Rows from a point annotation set
• • • • •

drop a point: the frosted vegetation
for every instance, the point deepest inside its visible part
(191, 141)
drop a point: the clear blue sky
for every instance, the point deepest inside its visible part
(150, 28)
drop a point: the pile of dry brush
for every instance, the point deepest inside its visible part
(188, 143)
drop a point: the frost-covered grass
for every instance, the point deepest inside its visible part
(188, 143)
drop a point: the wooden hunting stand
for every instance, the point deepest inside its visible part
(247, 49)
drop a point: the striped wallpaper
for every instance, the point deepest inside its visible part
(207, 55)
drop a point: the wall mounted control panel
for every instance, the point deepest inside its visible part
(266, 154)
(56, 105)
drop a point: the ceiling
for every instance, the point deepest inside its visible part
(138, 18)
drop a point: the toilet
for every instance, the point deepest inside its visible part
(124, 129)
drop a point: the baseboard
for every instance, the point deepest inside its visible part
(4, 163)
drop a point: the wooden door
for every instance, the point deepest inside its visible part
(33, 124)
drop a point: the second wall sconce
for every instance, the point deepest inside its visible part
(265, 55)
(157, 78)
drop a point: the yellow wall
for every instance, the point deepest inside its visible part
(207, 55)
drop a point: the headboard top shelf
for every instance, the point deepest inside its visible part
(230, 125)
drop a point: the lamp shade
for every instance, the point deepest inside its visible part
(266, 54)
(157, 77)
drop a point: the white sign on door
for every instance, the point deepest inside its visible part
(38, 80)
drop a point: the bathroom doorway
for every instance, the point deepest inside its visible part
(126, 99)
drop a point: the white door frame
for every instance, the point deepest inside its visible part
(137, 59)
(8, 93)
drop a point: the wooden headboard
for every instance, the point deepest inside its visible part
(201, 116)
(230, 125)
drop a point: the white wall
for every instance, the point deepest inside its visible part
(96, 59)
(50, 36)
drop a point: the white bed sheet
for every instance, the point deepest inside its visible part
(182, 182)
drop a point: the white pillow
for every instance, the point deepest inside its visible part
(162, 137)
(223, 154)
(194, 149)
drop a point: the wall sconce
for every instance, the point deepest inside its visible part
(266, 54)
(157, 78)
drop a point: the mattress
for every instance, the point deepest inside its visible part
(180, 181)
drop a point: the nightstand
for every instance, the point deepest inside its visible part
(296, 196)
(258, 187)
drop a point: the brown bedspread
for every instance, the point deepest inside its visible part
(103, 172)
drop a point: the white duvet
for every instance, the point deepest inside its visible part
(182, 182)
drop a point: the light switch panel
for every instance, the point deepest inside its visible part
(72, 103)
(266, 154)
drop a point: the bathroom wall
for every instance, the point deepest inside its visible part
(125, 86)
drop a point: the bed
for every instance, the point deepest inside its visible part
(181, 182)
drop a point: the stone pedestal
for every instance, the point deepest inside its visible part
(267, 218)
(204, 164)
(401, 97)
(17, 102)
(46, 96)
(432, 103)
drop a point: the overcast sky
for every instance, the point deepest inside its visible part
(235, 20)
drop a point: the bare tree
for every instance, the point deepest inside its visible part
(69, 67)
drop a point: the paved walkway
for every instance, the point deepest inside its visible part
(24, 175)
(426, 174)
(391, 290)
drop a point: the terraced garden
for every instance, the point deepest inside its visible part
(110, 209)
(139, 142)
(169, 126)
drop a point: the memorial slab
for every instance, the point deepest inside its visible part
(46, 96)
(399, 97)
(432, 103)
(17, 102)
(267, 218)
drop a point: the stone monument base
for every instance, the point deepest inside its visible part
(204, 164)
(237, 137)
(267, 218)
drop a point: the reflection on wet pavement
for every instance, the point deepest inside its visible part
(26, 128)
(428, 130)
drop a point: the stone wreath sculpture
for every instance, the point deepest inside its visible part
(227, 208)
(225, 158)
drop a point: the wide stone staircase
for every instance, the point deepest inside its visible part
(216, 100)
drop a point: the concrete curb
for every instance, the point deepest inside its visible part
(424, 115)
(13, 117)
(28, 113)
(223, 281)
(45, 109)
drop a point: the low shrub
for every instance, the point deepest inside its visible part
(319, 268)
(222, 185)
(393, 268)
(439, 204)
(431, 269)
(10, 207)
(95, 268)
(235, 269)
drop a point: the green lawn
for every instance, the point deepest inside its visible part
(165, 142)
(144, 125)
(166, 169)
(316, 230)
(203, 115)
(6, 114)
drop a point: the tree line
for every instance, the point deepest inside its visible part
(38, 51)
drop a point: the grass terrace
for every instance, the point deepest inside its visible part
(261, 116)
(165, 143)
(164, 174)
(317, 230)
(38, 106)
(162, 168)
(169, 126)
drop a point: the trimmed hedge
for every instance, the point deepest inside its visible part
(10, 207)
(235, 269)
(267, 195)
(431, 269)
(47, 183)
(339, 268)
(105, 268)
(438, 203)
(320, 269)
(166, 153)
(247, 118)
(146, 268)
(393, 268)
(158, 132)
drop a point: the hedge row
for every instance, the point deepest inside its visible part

• • • • •

# GOAL:
Copy everything from the line containing "drop a point: the wide stone staircase" down to the last of the rows above.

# SOLUTION FOR THIS TASK:
drop a point: the wide stone staircase
for every instance, the point deepest inside its visible part
(216, 100)
drop a point: the concrete curb
for every instance, the point deepest inside its visible part
(424, 115)
(13, 117)
(28, 113)
(223, 281)
(45, 109)
drop a point: the low shrub
for every instance, the point deepest inside its visible part
(319, 268)
(222, 185)
(393, 268)
(439, 204)
(431, 269)
(10, 207)
(95, 268)
(235, 269)
drop a point: the green lawn
for every instance, the point deepest inside its visible part
(165, 142)
(144, 125)
(166, 169)
(316, 230)
(203, 115)
(6, 114)
drop a point: the tree line
for every instance, the point deepest inside its visible part
(38, 51)
drop a point: the grass terrace
for every instance, the point deepest inside its visible part
(261, 116)
(165, 143)
(164, 174)
(317, 230)
(38, 106)
(162, 168)
(169, 126)
drop a point: the trimmed hedge
for every instance, the point deepest inside its visible part
(10, 207)
(235, 269)
(267, 195)
(431, 269)
(47, 183)
(339, 268)
(105, 268)
(438, 203)
(320, 269)
(166, 153)
(247, 118)
(146, 268)
(393, 268)
(158, 132)
drop a point: the hedge row
for every instance, the point deepest inside its visible part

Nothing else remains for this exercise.